◆ **WRITTEN INSTRUCTION**: Extract every line from the records below that contains the string "flower".

◆ **EXCERPTED RECORDS**:
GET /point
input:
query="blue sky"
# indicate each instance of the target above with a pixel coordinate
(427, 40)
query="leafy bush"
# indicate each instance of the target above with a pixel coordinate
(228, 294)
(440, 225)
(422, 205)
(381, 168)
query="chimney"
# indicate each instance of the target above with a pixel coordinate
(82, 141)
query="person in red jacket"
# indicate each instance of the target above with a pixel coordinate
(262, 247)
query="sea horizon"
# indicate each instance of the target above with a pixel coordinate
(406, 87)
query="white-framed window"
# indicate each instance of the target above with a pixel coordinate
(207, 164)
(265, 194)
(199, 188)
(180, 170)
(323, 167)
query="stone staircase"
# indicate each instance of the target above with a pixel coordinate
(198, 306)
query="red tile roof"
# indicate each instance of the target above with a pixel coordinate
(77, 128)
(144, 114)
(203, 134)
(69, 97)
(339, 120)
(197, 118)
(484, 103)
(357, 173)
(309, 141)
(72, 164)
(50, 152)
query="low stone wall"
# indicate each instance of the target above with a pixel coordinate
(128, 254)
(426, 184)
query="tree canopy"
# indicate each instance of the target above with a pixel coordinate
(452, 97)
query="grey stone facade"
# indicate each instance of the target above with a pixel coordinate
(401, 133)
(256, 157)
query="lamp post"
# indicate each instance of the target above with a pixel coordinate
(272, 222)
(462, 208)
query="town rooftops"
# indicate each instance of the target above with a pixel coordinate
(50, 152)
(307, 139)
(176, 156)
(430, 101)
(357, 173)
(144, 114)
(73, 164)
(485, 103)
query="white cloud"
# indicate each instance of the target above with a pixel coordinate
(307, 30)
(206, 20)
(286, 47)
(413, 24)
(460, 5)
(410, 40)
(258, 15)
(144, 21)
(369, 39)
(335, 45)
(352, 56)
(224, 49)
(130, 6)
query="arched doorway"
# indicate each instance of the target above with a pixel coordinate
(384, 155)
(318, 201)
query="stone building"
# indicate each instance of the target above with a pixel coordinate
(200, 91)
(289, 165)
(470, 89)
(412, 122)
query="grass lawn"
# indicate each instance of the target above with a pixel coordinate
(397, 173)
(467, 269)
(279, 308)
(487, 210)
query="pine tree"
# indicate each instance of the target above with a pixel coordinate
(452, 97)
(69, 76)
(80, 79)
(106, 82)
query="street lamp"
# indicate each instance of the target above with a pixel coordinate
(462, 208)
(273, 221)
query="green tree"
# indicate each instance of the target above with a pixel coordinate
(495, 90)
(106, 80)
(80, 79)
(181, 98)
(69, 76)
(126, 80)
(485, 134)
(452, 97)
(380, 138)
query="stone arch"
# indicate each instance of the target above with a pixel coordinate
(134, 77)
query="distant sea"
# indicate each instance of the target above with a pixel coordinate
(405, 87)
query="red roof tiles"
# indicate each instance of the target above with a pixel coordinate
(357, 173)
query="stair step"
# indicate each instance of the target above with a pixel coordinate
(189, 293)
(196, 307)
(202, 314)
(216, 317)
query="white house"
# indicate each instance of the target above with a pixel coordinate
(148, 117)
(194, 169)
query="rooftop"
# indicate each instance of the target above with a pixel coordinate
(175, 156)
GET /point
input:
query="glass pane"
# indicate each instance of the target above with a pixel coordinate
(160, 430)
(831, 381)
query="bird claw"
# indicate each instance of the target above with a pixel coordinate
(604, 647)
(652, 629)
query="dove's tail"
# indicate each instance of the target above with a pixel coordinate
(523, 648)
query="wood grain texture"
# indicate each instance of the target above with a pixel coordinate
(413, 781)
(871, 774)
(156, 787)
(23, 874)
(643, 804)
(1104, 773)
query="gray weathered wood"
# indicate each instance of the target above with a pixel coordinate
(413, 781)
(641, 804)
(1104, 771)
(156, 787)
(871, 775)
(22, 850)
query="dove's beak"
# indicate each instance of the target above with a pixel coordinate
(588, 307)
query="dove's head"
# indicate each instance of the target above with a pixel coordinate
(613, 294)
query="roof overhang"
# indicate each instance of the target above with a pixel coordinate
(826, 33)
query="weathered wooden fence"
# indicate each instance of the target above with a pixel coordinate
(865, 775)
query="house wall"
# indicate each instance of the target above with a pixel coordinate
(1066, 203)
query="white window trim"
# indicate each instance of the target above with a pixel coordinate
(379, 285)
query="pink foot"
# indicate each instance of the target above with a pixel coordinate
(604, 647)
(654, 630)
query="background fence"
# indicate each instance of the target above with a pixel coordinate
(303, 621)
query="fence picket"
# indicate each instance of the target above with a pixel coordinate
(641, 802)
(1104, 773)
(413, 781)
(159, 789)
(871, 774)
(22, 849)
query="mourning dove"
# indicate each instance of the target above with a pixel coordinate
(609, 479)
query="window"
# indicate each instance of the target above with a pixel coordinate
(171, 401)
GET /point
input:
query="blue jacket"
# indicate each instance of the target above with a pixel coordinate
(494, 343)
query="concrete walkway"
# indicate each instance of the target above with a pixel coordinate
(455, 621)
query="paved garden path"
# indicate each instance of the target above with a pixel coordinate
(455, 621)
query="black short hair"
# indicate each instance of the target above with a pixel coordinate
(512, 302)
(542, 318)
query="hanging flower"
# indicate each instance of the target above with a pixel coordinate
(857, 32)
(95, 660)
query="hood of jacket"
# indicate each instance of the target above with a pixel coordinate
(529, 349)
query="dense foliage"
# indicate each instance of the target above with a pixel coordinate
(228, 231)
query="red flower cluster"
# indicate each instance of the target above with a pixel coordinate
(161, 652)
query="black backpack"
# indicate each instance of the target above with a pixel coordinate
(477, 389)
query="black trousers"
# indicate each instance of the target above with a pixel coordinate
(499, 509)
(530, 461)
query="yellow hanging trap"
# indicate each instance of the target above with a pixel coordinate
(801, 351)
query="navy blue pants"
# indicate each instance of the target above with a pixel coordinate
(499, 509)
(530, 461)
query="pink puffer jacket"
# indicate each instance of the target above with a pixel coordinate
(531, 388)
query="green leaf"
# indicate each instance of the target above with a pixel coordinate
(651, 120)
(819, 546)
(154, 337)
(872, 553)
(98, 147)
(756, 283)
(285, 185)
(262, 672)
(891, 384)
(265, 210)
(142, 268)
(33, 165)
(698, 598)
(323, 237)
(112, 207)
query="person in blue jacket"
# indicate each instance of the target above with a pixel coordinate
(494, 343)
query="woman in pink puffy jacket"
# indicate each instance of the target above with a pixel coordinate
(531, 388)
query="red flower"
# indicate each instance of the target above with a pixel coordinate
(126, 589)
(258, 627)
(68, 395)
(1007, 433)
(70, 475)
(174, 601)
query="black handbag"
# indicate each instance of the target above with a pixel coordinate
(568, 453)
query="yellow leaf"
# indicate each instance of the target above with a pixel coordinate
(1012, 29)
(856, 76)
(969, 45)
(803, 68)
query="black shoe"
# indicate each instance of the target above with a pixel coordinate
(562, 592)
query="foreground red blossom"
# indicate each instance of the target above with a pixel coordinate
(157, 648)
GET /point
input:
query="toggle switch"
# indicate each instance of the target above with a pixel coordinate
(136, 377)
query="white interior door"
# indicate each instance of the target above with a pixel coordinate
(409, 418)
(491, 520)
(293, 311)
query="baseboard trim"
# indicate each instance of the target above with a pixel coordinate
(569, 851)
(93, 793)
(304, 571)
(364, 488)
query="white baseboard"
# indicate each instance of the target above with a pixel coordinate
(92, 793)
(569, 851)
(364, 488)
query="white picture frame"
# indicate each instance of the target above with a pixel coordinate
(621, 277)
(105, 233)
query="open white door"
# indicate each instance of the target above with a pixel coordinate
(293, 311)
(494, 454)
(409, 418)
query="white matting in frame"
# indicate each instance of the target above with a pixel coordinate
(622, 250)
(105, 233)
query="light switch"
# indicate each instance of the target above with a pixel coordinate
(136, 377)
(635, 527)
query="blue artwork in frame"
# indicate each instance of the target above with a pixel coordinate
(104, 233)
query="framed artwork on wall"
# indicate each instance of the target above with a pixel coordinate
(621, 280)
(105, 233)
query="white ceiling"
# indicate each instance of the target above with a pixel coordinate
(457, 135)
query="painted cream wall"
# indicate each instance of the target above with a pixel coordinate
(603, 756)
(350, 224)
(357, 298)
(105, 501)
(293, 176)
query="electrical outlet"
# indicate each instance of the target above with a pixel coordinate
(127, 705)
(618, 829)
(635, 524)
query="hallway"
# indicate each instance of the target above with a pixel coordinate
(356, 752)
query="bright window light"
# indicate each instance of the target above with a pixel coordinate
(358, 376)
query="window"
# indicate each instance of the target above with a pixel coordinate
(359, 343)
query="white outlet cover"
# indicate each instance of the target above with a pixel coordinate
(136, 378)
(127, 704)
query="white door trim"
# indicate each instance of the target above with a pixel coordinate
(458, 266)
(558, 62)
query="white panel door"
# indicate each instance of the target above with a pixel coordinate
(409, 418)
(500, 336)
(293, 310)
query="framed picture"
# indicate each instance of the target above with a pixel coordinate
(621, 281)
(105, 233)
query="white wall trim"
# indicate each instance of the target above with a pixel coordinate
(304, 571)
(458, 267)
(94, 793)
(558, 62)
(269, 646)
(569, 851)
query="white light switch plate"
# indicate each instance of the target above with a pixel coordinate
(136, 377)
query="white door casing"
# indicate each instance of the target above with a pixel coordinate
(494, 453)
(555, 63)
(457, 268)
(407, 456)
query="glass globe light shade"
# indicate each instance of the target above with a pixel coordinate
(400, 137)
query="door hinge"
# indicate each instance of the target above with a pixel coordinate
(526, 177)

◆ **OUTPUT FOR THIS EXERCISE**:
query="hanging flower"
query="red flower cluster"
query="red flower"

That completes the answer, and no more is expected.